[[ Data provided open ]]
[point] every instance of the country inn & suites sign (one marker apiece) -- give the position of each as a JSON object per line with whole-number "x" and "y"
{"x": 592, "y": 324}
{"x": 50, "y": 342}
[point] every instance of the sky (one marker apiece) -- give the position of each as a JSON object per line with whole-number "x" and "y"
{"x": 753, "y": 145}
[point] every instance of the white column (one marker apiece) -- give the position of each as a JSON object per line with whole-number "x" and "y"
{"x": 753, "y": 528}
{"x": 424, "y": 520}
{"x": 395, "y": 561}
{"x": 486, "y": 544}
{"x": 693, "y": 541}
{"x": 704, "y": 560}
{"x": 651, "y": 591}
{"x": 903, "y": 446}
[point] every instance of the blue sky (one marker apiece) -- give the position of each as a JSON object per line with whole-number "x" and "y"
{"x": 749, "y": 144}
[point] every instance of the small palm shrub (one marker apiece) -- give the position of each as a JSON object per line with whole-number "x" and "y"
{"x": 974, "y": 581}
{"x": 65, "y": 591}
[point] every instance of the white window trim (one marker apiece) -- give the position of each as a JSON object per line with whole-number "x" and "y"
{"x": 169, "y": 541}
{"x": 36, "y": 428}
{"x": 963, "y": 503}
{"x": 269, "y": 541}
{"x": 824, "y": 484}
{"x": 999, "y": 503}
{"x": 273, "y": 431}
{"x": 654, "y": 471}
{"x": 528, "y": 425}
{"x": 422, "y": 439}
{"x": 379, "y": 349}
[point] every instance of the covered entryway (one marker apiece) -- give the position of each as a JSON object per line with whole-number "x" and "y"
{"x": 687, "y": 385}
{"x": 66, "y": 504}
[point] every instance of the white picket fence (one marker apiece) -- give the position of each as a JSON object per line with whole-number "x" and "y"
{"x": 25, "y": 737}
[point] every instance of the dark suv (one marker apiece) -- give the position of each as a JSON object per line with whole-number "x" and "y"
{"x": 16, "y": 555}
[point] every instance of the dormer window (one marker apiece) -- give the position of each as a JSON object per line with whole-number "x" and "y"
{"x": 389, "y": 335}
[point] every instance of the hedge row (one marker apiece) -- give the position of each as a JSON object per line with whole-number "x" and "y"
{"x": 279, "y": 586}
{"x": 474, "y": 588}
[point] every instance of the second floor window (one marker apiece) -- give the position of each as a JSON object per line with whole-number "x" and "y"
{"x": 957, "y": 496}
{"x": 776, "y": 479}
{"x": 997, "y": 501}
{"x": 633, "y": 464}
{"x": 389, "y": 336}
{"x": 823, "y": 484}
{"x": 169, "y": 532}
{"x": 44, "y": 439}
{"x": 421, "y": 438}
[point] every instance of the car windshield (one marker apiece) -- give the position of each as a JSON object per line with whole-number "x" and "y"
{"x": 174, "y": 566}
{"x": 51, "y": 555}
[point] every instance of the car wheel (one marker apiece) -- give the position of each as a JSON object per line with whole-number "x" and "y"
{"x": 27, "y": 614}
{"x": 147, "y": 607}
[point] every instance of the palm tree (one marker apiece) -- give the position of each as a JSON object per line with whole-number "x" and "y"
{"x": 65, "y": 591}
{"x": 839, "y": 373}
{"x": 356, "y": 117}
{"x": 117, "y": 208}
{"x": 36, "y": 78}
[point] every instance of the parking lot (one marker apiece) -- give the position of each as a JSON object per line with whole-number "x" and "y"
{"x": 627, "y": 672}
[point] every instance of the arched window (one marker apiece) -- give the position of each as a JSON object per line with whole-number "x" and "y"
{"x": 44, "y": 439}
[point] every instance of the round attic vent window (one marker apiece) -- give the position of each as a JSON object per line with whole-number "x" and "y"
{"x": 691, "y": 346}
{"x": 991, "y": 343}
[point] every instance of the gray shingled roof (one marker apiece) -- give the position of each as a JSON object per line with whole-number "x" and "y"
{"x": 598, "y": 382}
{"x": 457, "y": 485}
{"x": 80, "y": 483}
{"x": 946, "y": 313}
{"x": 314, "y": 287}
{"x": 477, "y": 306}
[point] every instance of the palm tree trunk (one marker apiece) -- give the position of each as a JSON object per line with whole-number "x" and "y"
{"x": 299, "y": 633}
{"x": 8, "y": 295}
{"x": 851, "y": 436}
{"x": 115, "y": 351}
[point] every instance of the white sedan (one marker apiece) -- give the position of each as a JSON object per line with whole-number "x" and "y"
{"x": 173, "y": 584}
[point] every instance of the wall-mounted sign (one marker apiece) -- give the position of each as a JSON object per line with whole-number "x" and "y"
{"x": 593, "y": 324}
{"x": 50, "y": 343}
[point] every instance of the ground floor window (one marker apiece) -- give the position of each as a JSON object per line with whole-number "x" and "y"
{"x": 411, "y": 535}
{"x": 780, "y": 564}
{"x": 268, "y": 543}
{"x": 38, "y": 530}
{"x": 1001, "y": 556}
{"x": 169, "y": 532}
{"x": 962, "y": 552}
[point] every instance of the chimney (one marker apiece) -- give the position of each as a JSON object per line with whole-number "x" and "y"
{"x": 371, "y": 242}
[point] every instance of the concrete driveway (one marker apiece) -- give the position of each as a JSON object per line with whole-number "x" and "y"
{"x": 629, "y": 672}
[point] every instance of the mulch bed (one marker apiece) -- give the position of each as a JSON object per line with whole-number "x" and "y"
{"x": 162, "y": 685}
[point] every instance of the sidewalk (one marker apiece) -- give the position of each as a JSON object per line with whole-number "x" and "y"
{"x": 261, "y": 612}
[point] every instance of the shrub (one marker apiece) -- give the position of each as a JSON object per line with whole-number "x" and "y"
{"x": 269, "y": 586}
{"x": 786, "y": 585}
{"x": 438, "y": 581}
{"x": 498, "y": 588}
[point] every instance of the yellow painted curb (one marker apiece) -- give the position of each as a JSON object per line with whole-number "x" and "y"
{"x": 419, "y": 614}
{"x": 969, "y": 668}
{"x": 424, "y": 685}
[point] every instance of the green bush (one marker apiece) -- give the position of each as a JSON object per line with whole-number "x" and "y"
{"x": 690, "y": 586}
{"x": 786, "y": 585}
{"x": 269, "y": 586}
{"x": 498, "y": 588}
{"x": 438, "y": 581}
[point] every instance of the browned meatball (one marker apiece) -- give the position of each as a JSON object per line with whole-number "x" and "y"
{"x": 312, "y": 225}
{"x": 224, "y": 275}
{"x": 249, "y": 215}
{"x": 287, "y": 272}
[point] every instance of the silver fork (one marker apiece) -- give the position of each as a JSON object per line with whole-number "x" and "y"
[[ Data provided closed ]]
Problem requirements >> Output the records in full, keeping them exactly as they are.

Completed exercise >>
[point] every instance of the country inn & suites sign (one marker apiece) -- give the position of each as a JSON object per line with whole-number "x" and "y"
{"x": 592, "y": 324}
{"x": 50, "y": 342}
[point] every instance of the sky (one marker apiece) -- give the position of each as a JSON object per line with whole-number "x" and "y"
{"x": 753, "y": 145}
[point] every instance of the white column (one marker apiece) -- give the position of each as a JSON object per line with whole-number "x" and "y"
{"x": 753, "y": 528}
{"x": 424, "y": 520}
{"x": 395, "y": 561}
{"x": 486, "y": 544}
{"x": 693, "y": 541}
{"x": 704, "y": 560}
{"x": 651, "y": 591}
{"x": 903, "y": 446}
[point] every instance of the blue sky (one marker apiece) -- give the position of each as a JSON object per line with whole-number "x" and "y"
{"x": 749, "y": 144}
[point] every instance of the small palm shrub (one marker apiece) -- give the position of each as a JSON object per line with whole-number "x" and "y"
{"x": 974, "y": 581}
{"x": 65, "y": 591}
[point] every instance of the white window trim (one marker apiece) -- give the position of each as a JSON object per line with whole-number "x" and "y"
{"x": 169, "y": 541}
{"x": 36, "y": 428}
{"x": 963, "y": 503}
{"x": 269, "y": 541}
{"x": 824, "y": 484}
{"x": 999, "y": 503}
{"x": 273, "y": 431}
{"x": 654, "y": 471}
{"x": 528, "y": 425}
{"x": 422, "y": 439}
{"x": 379, "y": 349}
[point] every instance of the covered entryway (one marker apiece) -- give the position of each as a JSON object per line with whole-number "x" and "y"
{"x": 687, "y": 385}
{"x": 66, "y": 504}
[point] every instance of the white picket fence (one marker apiece) -- give the position of each as a JSON object per line with whole-number "x" and "y"
{"x": 25, "y": 737}
[point] every instance of the dark suv (one marker apiece) -- give the position of each as a JSON object per line with whole-number "x" and "y"
{"x": 16, "y": 555}
[point] every instance of the dormer window (one marker apiece) -- give the position of each as a JSON object per line with whole-number "x" and "y"
{"x": 389, "y": 335}
[point] every instance of the hedge row (one marker apiece) -- give the position of each as a JSON object per line with whole-number "x" and "y"
{"x": 279, "y": 586}
{"x": 474, "y": 588}
[point] every instance of the second floor window (one marker apiece) -- give the position of each as a JSON object per line with whole-number "x" and "y"
{"x": 957, "y": 496}
{"x": 776, "y": 479}
{"x": 997, "y": 501}
{"x": 633, "y": 464}
{"x": 389, "y": 336}
{"x": 823, "y": 484}
{"x": 169, "y": 532}
{"x": 44, "y": 439}
{"x": 421, "y": 438}
[point] every instance of the car windshield (one marker apiece) -- give the position of each as a JSON object per line with whole-number "x" and "y"
{"x": 174, "y": 566}
{"x": 51, "y": 555}
[point] every instance of the car wheel (one marker apiece) -- give the position of each as a JSON object per line with whole-number "x" and "y"
{"x": 27, "y": 614}
{"x": 147, "y": 607}
[point] every instance of the palm tree (one marker apiece) -- give the position of each as a JSON object per line with whole-number "x" and "y"
{"x": 65, "y": 591}
{"x": 839, "y": 373}
{"x": 356, "y": 117}
{"x": 117, "y": 208}
{"x": 36, "y": 78}
[point] every instance of the parking lot (one marker apiece) -- give the position of each as a JSON object per line with whole-number "x" and "y"
{"x": 627, "y": 672}
[point] every instance of the arched window (one marker apiece) -- give the position of each as a JSON object per line with whole-number "x" and "y"
{"x": 44, "y": 439}
[point] every instance of the round attic vent window (one marker apiece) -- give the position of each as a JSON object per line with whole-number "x" and "y"
{"x": 691, "y": 346}
{"x": 991, "y": 343}
[point] every instance of the gray shingled roof (one marker apiece) -- give the position of each as a JSON object per line with whole-number "x" and "y"
{"x": 598, "y": 382}
{"x": 457, "y": 485}
{"x": 80, "y": 483}
{"x": 946, "y": 313}
{"x": 314, "y": 287}
{"x": 477, "y": 306}
[point] every instance of the palm tree trunk (one marker apiece) -- give the position of each as a JSON object per line with whole-number "x" and "y"
{"x": 299, "y": 633}
{"x": 8, "y": 295}
{"x": 851, "y": 436}
{"x": 115, "y": 351}
[point] every instance of the white sedan (one marker apiece) -- give the position of each as a JSON object per line with whole-number "x" and "y"
{"x": 173, "y": 584}
[point] every instance of the wall-mounted sign (one marker apiece) -- give the position of each as a JSON object per line with whole-number "x" and "y"
{"x": 593, "y": 324}
{"x": 50, "y": 343}
[point] every instance of the ground floor window (one marker apiece) -- give the position of each as a JSON object per line with whole-number "x" and "y"
{"x": 411, "y": 535}
{"x": 780, "y": 564}
{"x": 268, "y": 543}
{"x": 38, "y": 530}
{"x": 1001, "y": 556}
{"x": 169, "y": 532}
{"x": 962, "y": 552}
[point] every instance of the chimney (one marker apiece) -- give the position of each as a JSON object per line with whole-number "x" and "y"
{"x": 371, "y": 242}
[point] every instance of the concrete driveway (one marker apiece) -- give the position of each as a JSON object per line with whole-number "x" and "y"
{"x": 629, "y": 672}
[point] every instance of the mulch bed (one marker apiece) -- give the position of each as a JSON object per line with whole-number "x" and "y"
{"x": 162, "y": 685}
[point] every instance of the sidewalk (one marker apiece) -- give the position of each as a JSON object per line with whole-number "x" and "y"
{"x": 261, "y": 612}
[point] every instance of the shrub (one marker apiece) -- give the position of each as a JSON object per line with whole-number "x" and "y"
{"x": 269, "y": 586}
{"x": 786, "y": 585}
{"x": 438, "y": 581}
{"x": 498, "y": 588}
[point] every instance of the yellow painted curb (one marker apiece) -- give the position of each as a JSON object per line with whole-number "x" and "y"
{"x": 419, "y": 614}
{"x": 969, "y": 668}
{"x": 424, "y": 685}
[point] every instance of the green bush (one marker apiece) -- give the position of each as a JSON object per line with whole-number "x" and "y"
{"x": 690, "y": 586}
{"x": 786, "y": 585}
{"x": 269, "y": 586}
{"x": 498, "y": 588}
{"x": 438, "y": 581}
[point] every instance of the browned meatball (one marker apiece) -- give the position of each as a JSON object per line with whole-number "x" and "y"
{"x": 312, "y": 225}
{"x": 224, "y": 275}
{"x": 249, "y": 215}
{"x": 287, "y": 272}
[point] every instance of the silver fork (one marker apiece) -- give the position of each as a JSON object per line with whole-number "x" and "y"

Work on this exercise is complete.